Restate the entries word for word, omitting nothing.

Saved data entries
--- START ---
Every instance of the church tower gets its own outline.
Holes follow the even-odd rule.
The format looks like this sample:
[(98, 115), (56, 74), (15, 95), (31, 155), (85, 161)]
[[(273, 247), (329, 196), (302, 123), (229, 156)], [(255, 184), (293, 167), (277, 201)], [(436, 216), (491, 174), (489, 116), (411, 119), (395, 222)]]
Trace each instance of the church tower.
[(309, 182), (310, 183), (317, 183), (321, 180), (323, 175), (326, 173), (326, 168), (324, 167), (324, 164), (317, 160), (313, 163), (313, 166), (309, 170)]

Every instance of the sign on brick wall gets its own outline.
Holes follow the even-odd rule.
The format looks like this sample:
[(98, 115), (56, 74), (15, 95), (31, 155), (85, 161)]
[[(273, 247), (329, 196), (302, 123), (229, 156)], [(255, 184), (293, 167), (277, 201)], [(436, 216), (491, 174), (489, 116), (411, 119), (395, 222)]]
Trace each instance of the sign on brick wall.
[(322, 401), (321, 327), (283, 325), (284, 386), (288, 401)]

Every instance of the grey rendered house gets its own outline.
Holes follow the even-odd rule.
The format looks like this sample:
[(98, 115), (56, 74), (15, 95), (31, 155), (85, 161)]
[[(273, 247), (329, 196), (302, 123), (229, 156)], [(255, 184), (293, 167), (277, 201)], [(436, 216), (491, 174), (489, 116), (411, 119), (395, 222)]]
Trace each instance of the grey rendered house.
--- END ---
* _WRITTEN SOLUTION_:
Every instance of the church tower gets its own outline.
Holes follow the even-odd rule.
The format looks like this sample:
[(98, 115), (56, 74), (15, 95), (31, 155), (85, 161)]
[[(273, 247), (329, 196), (302, 123), (229, 156)], [(255, 184), (293, 167), (277, 201)], [(436, 216), (491, 174), (489, 116), (411, 119), (395, 222)]]
Trace each instance of the church tower.
[(309, 182), (310, 183), (317, 183), (321, 180), (323, 175), (326, 173), (326, 168), (324, 167), (324, 164), (317, 160), (313, 163), (313, 166), (309, 170)]

Every instance of the sign on brick wall gets its own outline.
Holes follow the even-odd rule.
The format looks like this sample:
[(98, 115), (56, 74), (15, 95), (31, 155), (85, 161)]
[[(273, 247), (329, 196), (302, 123), (229, 156)], [(255, 184), (293, 167), (277, 201)], [(436, 216), (491, 174), (489, 116), (411, 119), (395, 222)]]
Trace each instance of the sign on brick wall.
[(322, 401), (321, 327), (283, 325), (284, 386), (288, 401)]

Every instance of the grey rendered house gets its own outline.
Holes follow the even-odd rule.
The format looks like this sample:
[(98, 115), (56, 74), (15, 95), (31, 155), (85, 161)]
[[(273, 247), (329, 196), (302, 123), (229, 156)], [(255, 184), (293, 167), (277, 201)], [(436, 216), (491, 174), (489, 116), (411, 119), (395, 222)]]
Trace each instance of the grey rendered house.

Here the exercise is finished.